■ **Information shown**:
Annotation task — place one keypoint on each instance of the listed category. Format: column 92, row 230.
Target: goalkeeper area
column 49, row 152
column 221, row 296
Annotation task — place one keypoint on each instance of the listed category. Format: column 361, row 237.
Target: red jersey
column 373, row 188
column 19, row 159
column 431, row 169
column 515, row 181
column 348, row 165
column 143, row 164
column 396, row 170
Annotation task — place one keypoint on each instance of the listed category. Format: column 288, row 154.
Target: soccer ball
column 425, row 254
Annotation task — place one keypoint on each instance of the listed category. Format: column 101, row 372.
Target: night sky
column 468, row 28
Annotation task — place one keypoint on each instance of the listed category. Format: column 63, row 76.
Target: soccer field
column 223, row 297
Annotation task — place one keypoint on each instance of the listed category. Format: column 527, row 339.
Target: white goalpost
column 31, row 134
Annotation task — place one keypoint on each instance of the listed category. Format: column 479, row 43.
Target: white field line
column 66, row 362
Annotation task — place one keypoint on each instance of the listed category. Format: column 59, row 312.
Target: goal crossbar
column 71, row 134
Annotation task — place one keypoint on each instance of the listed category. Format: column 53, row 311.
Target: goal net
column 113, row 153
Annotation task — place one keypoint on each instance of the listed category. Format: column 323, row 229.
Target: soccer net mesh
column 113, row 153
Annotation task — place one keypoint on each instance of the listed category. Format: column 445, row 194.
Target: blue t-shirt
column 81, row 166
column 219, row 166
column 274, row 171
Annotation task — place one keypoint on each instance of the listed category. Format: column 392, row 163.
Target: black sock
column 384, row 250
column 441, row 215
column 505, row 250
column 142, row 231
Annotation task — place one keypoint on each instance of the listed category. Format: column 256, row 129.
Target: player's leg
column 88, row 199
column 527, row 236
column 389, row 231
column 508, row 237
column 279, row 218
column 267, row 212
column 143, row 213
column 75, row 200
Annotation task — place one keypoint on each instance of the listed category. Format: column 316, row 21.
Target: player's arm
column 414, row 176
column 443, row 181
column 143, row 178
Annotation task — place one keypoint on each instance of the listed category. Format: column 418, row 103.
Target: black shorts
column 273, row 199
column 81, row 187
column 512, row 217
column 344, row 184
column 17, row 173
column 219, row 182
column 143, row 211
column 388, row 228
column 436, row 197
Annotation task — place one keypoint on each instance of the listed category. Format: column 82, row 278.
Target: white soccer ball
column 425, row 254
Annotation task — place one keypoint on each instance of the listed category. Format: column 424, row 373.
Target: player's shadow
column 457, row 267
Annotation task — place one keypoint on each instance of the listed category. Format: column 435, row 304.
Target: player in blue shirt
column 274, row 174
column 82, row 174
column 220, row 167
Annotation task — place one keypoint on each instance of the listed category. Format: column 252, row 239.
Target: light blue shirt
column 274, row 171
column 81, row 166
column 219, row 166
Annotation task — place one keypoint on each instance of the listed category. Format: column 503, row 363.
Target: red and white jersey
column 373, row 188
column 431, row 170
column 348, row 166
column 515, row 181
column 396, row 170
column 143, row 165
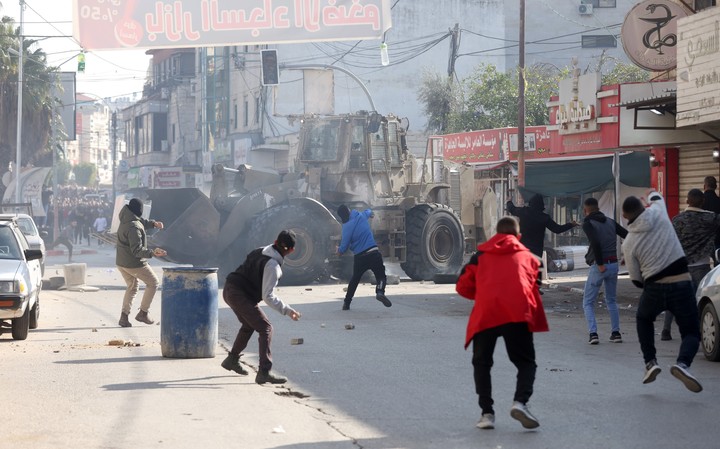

■ **What to do**:
What you give back must match the material above exactly, minus its pictures.

■ **Result of this task**:
Annotation task — place one keypoint on each instance of the listed category. Format: column 92, row 230.
Target: goalkeeper area
column 49, row 152
column 221, row 296
Annotation task — place one keypoint on each instance of the listed category. Format: column 361, row 237.
Target: red jersey
column 373, row 188
column 19, row 159
column 431, row 169
column 515, row 181
column 348, row 165
column 143, row 164
column 396, row 170
Annotation task — place one keypoint on each instance of the listed category. Format: column 288, row 154.
Target: soccer ball
column 425, row 254
Annotation task — place one keypoint on each instance of the listed category. Format: column 101, row 372.
Target: night sky
column 468, row 28
Annotation task — place one keypoint on each instance of the listed category. Format: column 63, row 76.
Target: soccer field
column 223, row 297
Annotation task — place one keypoint on each instance of the listed category. Format: column 527, row 339.
Target: white goalpost
column 31, row 134
Annotation task — place one keypoint on each instance of the listed category. Format: column 479, row 43.
Target: white field line
column 66, row 362
Annotation task — place one keypoint on each instance of the listed category. Format: column 59, row 312.
Target: goal crossbar
column 71, row 134
Annotation task — place one keypoint on each instance of the listed category. Format: column 53, row 311.
Target: goal net
column 113, row 153
Annotation task — place one keypoint on each instance of the listed category. Format: column 323, row 229.
Target: soccer net mesh
column 113, row 153
Annotation task — place one keypoint on each instance of the listed category. Format: column 445, row 194.
Target: blue t-shirt
column 81, row 166
column 219, row 166
column 274, row 171
Annotation task — place one keypoint on each instance of the listed category. Format: column 392, row 163.
Target: black sock
column 384, row 250
column 441, row 215
column 505, row 250
column 142, row 231
Annotation task — place one keypoint on each instance of the listed category. Format: column 256, row 129.
Target: player's leg
column 88, row 199
column 527, row 236
column 389, row 231
column 508, row 237
column 279, row 218
column 267, row 212
column 143, row 213
column 75, row 200
Annotation task — place one keypoint on each instance of the listed category. Format: column 316, row 21.
Target: player's arm
column 414, row 176
column 443, row 181
column 143, row 178
Annotation task — place one keypoint on each instance of the listed category. Format: column 418, row 103.
Target: black shorts
column 273, row 199
column 81, row 187
column 512, row 217
column 344, row 184
column 17, row 173
column 219, row 182
column 143, row 211
column 388, row 228
column 436, row 197
Annotation task — place one keypoint on each instance of the listed category. Format: column 82, row 278.
Target: white soccer ball
column 425, row 254
Annotation task — place one keypoint on each instance of the listed category. Format: column 424, row 373.
Target: player's shadow
column 457, row 267
Annotation task — place one keypoint on each instance of the listed category. Format: column 435, row 304.
Target: player in blue shirt
column 274, row 174
column 82, row 174
column 220, row 167
Annotation task — place one keypoint on each instance of the listed category. Format: column 252, row 239.
Target: light blue shirt
column 274, row 171
column 81, row 166
column 219, row 166
Annotation task — place one keypoint on each instance of the listed category. Format: column 503, row 363.
Target: red and white jersey
column 373, row 188
column 431, row 170
column 348, row 166
column 515, row 181
column 396, row 170
column 143, row 165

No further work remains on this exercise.